• _PASSAGE SHOWN_
....................

Oh this is going to make teaching intro to computer science sooooo 'interesting'.
It wouldn't be so bad if the students looked at the generated code and understood it, but experience tells me most of them will not.
Of course it will not write complete functions correctly.
It looks to you like it should work, but it doesn't, and you can't figure out why.
That's not "mostly working," that's a frustrating waste of time. It's hard enough to notice when you accidentally swap `i` and `j` -- why would you want to make your life even more miserable by spending your time finding all of the instances where a pattern matching robot has done something similar in an unfamiliar block?
And if you do happen to get "mostly working" code, but only want it to stay together long enough for you to fundraise, you're basically stating that you plan on foisting this technical debt onto the poor sod you happen to hire.
Attitudes like yours are the reason this dogpile scares me.
I could see Copilot used in such a way. I think the interaction would have to change though: force the user to give it the tests as input, not give it some basic instruction, have it generate code, and then I try to write tests after. The tests should be the spec that Copilot uses to generate its output.
Right now, I'm not excited about Copilot. Like you say, understanding what Copilot spits out is difficult and I suspect more error prone than just writing it yourself (since we often see what we want to see and can overlook even glaring mistakes). I'm also not excited about them ignoring the licenses of the code they trained on. But I can imagine a future iteration that generated code to pass some tests that I could get excited about.
In this exploration stage, total correctness doesn't matter since you're just getting a feel for the data. Copilot might help a lot with the associated boilerplate.
> The programmer does not even have to be exact in his own ideas‑he may have a range of acceptable computer answers in mind and may be content if the computer's answers do not step out of this range. The programmer does not have to fixate the computer with particular processes. In a range of uncertainty he may ask the computer to generate new procedures, or he may recommend rules of selection and give the computer advice about which choices to make. Thus, computers do not have to be programmed with extremely clear and precise formulations of what is to be executed, or how to do it.
From: https://web.media.mit.edu/~minsky/papers/Why%20programming%2...
Having offline coding interviews to find Software Engineers will become even more important.

....................

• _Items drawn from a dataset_
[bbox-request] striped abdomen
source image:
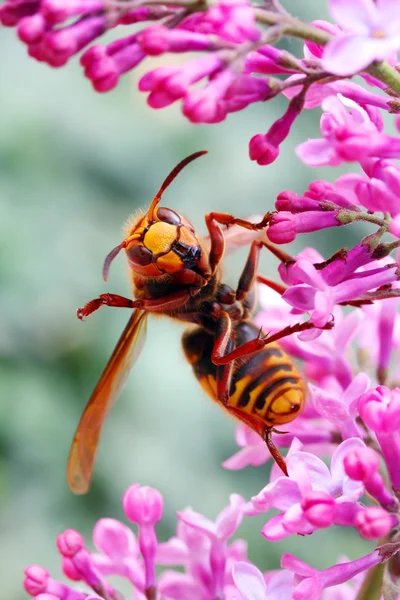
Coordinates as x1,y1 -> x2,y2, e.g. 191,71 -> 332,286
183,321 -> 305,427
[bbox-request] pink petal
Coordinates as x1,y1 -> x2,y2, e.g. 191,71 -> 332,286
176,508 -> 215,538
281,554 -> 317,577
343,372 -> 371,407
293,575 -> 323,600
158,570 -> 204,600
376,0 -> 400,32
267,571 -> 293,600
232,562 -> 267,600
322,34 -> 382,75
156,537 -> 188,566
309,384 -> 349,423
93,519 -> 139,559
251,477 -> 301,512
297,328 -> 322,342
287,452 -> 331,494
282,285 -> 315,311
331,438 -> 365,502
216,494 -> 245,541
295,139 -> 341,167
282,502 -> 310,533
329,0 -> 379,33
332,310 -> 361,350
261,515 -> 290,542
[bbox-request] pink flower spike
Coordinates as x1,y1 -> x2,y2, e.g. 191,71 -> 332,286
301,491 -> 336,529
137,25 -> 212,56
0,0 -> 40,27
57,529 -> 85,558
182,69 -> 236,123
281,549 -> 384,600
267,211 -> 342,244
40,0 -> 104,24
389,214 -> 400,238
204,0 -> 260,44
359,385 -> 400,434
138,54 -> 223,108
17,13 -> 48,44
232,562 -> 268,600
93,519 -> 139,560
249,90 -> 305,165
322,0 -> 400,76
354,506 -> 398,540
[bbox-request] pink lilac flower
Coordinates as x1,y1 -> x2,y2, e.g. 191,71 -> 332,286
248,438 -> 364,541
282,248 -> 398,339
359,385 -> 400,493
296,94 -> 400,167
232,562 -> 293,600
308,372 -> 370,439
24,484 -> 247,600
249,90 -> 305,165
281,544 -> 399,600
322,0 -> 400,75
344,447 -> 399,510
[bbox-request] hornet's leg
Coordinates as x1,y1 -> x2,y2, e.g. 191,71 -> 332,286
76,288 -> 200,320
211,312 -> 288,475
206,213 -> 271,273
212,321 -> 333,365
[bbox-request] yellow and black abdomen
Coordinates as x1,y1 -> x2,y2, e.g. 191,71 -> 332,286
183,321 -> 305,430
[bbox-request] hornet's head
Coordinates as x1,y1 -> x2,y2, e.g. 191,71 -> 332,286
103,150 -> 210,280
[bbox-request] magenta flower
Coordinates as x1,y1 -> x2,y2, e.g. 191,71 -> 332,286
222,420 -> 335,471
322,0 -> 400,75
249,438 -> 364,541
296,94 -> 400,167
359,385 -> 400,492
309,373 -> 370,439
232,562 -> 293,600
24,484 -> 247,600
281,544 -> 399,600
282,253 -> 398,339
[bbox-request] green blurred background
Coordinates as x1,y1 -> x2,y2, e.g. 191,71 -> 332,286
0,0 -> 370,600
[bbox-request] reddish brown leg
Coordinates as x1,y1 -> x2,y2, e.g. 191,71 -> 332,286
236,241 -> 263,301
212,321 -> 333,365
76,288 -> 200,319
171,269 -> 207,288
76,294 -> 134,321
211,312 -> 288,476
262,427 -> 289,477
205,213 -> 271,273
256,275 -> 288,296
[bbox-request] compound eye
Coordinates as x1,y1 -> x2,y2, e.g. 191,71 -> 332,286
126,246 -> 153,266
157,207 -> 181,225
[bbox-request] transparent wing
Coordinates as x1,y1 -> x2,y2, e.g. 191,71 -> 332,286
67,310 -> 148,494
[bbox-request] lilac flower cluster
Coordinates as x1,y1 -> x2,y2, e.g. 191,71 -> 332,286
24,478 -> 400,600
6,0 -> 400,600
0,0 -> 400,157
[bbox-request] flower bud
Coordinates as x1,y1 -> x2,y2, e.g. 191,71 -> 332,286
57,529 -> 85,558
93,519 -> 138,559
354,506 -> 397,540
301,490 -> 336,528
122,483 -> 164,526
24,565 -> 50,596
343,447 -> 379,481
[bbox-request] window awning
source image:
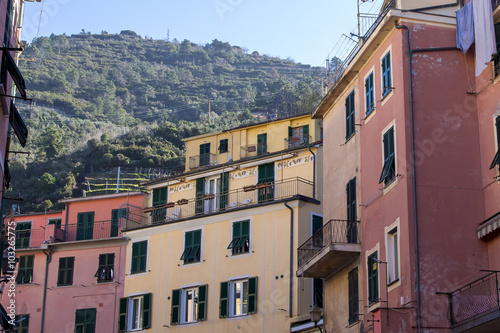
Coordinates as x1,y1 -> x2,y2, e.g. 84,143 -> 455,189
477,212 -> 500,239
4,51 -> 27,99
9,101 -> 28,147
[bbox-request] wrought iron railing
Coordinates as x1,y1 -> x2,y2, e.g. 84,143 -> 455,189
240,143 -> 268,158
141,177 -> 313,224
189,153 -> 217,169
63,220 -> 121,242
297,220 -> 361,267
15,228 -> 44,249
438,272 -> 500,325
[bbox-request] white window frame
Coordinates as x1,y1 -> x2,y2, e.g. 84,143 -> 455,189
127,295 -> 144,331
229,278 -> 248,317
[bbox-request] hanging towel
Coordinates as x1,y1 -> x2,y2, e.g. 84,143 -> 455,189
457,1 -> 474,54
473,0 -> 497,76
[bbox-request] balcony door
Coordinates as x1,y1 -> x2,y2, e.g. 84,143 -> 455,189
76,212 -> 94,240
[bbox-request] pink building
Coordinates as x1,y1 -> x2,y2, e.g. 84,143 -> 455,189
0,192 -> 143,333
298,0 -> 500,332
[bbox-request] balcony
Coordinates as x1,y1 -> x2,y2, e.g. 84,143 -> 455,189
141,177 -> 313,228
189,153 -> 217,169
438,271 -> 500,333
15,221 -> 121,249
297,220 -> 361,279
240,143 -> 268,158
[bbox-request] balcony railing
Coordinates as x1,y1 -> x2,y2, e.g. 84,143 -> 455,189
297,220 -> 361,278
189,153 -> 217,169
240,143 -> 268,158
15,221 -> 122,249
141,177 -> 313,224
440,272 -> 500,325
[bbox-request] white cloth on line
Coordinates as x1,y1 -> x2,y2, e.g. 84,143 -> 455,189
457,1 -> 474,54
473,0 -> 497,76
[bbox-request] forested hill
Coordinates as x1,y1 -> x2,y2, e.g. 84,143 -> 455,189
6,31 -> 324,212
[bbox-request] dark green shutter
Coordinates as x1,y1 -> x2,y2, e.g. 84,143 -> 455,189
219,281 -> 229,318
195,178 -> 205,214
142,293 -> 153,329
170,289 -> 181,325
118,297 -> 128,332
248,277 -> 257,314
302,125 -> 309,144
219,172 -> 229,209
197,284 -> 208,321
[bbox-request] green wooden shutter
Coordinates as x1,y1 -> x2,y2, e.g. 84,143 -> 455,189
248,276 -> 257,314
302,125 -> 309,144
118,297 -> 128,332
195,178 -> 205,214
219,172 -> 229,209
170,289 -> 181,325
219,281 -> 229,318
196,284 -> 208,321
142,293 -> 153,329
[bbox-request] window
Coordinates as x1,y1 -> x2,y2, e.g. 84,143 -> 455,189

....................

• _WHAT THE EXERCISE ASKS_
In the Copilot discussion, what should users be made to give Copilot as input in place of a basic instruction? These items have no connection to the Copilot discussion.

• _EXPECTED ANSWER_
The tests, which should serve as the spec Copilot uses to generate its output.